The exercise:
Each record must be retyped in full. No character may differ.

Task data:
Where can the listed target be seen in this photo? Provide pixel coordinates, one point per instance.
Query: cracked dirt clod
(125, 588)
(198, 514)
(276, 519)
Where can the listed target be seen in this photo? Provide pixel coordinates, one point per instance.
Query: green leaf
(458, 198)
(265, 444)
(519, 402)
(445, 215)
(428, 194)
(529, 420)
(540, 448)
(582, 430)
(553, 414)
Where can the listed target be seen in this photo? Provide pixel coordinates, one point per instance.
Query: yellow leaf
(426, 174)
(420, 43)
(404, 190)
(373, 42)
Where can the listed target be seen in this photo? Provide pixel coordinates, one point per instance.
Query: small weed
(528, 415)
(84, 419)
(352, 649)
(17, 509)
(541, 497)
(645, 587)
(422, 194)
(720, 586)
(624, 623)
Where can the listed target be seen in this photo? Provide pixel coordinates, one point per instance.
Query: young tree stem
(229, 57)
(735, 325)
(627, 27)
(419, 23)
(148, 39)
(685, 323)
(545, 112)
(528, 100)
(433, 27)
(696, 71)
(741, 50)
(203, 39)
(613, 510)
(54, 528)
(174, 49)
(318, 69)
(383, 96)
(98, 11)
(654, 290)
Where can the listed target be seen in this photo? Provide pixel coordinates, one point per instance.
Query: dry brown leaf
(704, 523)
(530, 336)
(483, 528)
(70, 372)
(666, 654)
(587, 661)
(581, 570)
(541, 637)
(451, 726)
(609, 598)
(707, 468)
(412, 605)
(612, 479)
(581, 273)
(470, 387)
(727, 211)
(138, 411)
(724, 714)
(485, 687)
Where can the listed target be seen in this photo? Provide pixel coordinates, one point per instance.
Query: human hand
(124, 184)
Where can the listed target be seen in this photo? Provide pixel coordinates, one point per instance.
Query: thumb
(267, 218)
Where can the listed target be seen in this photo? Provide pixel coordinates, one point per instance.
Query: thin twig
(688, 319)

Answer below:
Where can the listed target be seen in this photo? Provide pixel coordinates, one point per instance.
Query: cracked dirt clod
(125, 588)
(198, 514)
(276, 519)
Where can the listed target be seen in this photo? Provide pixel coordinates, one point per instance.
Query: green leaf
(458, 198)
(265, 444)
(519, 402)
(445, 215)
(428, 194)
(529, 420)
(540, 448)
(582, 430)
(553, 414)
Where can the listed target be seen in this photo? Provide pixel coordinates, one point per instance.
Query: yellow leaf
(426, 174)
(420, 43)
(404, 190)
(373, 42)
Where can the listed target be seen in this photo? Provide pixel coordinates, one point per instance.
Query: small weed
(528, 415)
(84, 419)
(352, 649)
(17, 509)
(541, 497)
(645, 587)
(422, 194)
(720, 586)
(624, 623)
Where can the listed target be seen in this photo? Provide pixel coordinates, one point per instance.
Query: young tree stem
(229, 57)
(735, 325)
(627, 27)
(419, 23)
(148, 39)
(685, 323)
(545, 112)
(528, 100)
(433, 27)
(696, 71)
(741, 50)
(203, 39)
(613, 510)
(54, 528)
(174, 49)
(318, 69)
(383, 96)
(98, 11)
(654, 290)
Where can the listed target be seen in this photo? Provide pixel coordinates, one point per instance.
Query: dry brown leaf
(704, 523)
(530, 336)
(483, 528)
(70, 372)
(666, 654)
(587, 661)
(581, 570)
(541, 637)
(451, 726)
(609, 598)
(707, 468)
(412, 605)
(612, 479)
(581, 273)
(470, 387)
(727, 211)
(138, 411)
(724, 714)
(485, 687)
Where can the listed target be seen in this photo? Provide pixel coordinates, one point per instance.
Query: human hand
(124, 184)
Where can the listed target be seen in this photo? Provide pixel coordinates, one point per instance.
Query: thumb
(267, 218)
Where can the listed target be seen in this photo? Provide pixel coordinates, one point per instance.
Query: thin twig
(688, 319)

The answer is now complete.